===== RECORDS FOR PROCESSING =====

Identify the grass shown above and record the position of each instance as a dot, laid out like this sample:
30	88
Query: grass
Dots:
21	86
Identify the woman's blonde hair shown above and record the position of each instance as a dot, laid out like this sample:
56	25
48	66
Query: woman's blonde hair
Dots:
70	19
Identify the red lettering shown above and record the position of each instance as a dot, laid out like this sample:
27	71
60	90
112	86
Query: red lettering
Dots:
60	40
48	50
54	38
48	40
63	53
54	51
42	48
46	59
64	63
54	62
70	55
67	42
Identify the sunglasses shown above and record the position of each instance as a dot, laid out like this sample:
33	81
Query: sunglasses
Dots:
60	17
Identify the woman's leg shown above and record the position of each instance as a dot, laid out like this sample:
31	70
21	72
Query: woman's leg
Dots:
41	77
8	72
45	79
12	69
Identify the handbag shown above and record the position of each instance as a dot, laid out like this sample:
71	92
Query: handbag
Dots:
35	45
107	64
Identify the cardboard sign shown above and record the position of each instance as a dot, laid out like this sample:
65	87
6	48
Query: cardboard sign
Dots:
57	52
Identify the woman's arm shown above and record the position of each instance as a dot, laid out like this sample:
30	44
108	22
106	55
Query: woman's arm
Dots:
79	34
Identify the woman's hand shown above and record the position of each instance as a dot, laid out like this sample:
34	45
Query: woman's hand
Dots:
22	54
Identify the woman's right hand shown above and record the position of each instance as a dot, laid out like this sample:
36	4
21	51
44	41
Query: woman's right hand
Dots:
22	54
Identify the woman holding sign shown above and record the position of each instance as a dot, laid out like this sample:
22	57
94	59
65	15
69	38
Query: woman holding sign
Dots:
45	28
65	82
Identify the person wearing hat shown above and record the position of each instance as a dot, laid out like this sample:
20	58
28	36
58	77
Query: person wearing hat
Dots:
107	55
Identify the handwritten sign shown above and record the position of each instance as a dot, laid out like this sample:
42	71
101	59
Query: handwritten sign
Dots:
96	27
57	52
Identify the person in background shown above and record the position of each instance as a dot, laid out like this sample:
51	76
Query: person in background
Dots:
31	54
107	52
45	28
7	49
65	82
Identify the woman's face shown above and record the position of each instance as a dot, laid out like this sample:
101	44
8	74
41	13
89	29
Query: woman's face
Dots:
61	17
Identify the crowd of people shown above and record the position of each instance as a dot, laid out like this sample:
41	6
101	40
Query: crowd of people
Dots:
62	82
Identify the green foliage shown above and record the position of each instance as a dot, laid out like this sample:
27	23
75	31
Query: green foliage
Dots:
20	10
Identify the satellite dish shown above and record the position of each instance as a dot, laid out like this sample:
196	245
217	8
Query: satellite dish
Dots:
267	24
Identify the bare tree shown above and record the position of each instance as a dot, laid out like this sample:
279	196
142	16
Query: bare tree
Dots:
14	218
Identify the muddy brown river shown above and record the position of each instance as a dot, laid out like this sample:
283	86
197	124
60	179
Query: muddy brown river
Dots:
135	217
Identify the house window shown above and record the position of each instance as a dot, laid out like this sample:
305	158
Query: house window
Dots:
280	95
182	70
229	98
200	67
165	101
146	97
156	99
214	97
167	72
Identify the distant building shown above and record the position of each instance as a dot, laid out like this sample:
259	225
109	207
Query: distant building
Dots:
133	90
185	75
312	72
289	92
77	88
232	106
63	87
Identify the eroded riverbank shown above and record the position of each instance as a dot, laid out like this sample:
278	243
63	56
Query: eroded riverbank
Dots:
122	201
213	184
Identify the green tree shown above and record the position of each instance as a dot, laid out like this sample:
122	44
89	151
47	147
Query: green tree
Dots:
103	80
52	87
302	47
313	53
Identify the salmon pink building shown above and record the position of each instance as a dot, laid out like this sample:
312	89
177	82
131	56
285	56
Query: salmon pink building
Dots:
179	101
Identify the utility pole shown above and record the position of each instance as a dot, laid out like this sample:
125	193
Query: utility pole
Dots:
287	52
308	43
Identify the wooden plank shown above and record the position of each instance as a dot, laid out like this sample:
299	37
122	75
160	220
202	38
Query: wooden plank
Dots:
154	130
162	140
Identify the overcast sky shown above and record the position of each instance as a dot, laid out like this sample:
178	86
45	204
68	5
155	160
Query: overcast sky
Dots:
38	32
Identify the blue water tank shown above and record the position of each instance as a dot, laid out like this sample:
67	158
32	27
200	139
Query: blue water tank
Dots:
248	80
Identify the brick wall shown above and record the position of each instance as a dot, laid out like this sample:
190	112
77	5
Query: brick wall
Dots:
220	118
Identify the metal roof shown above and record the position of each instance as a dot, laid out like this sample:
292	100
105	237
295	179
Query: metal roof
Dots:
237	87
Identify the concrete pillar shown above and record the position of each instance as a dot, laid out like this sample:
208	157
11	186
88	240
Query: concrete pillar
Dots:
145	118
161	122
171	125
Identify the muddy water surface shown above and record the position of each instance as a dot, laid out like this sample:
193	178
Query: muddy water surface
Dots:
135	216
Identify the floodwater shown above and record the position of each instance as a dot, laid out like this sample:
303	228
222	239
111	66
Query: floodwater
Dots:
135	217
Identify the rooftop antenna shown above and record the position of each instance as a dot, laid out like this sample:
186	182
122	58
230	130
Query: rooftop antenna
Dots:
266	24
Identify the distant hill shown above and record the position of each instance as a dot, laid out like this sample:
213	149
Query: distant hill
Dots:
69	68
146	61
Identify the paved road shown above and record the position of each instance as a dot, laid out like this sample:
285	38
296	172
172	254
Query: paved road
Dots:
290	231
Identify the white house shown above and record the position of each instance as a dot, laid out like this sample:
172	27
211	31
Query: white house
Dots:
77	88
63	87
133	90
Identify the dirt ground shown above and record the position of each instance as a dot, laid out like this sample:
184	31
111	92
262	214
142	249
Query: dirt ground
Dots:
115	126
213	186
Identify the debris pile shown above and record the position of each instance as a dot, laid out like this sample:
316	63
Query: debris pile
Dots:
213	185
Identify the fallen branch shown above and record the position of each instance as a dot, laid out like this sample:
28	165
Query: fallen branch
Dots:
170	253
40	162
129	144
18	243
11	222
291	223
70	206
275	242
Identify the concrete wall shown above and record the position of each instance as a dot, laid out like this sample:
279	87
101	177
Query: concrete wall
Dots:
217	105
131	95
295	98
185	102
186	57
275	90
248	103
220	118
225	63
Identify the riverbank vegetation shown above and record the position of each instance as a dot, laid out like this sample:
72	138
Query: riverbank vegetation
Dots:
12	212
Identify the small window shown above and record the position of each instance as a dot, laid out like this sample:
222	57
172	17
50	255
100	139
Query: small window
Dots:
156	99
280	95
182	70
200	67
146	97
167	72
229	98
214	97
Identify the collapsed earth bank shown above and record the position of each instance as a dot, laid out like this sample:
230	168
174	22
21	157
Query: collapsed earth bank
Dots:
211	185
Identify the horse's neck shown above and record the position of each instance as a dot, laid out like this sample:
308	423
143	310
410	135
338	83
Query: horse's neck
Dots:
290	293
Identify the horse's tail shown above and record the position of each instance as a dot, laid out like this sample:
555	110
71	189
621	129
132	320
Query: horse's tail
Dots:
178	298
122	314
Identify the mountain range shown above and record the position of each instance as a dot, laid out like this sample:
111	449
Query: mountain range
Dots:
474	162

=====

### REQUIREMENT
Repeat word for word every line from the one that holds "Identify the collapsed" to the end. Both ends count.

### SOLUTION TO THE EXERCISE
Identify the collapsed earth bank shown above and record the position of each instance as a dot, laid out like this sample:
230	168
174	22
21	157
Query: collapsed earth bank
Dots:
211	185
Identify the horse's neck shown above and record the position of each instance as a dot, laid out like this sample:
308	423
143	310
410	135
338	83
Query: horse's neck
Dots:
290	293
Identify the horse's tail shown above and record the position of each instance as a dot, laid out like this sample:
555	110
71	189
621	129
132	320
Query: horse's tail
Dots:
178	298
122	314
Identify the mountain range shown above and record the position of each instance as a dot, laid out like this sample:
111	449
Query: mountain range
Dots:
474	162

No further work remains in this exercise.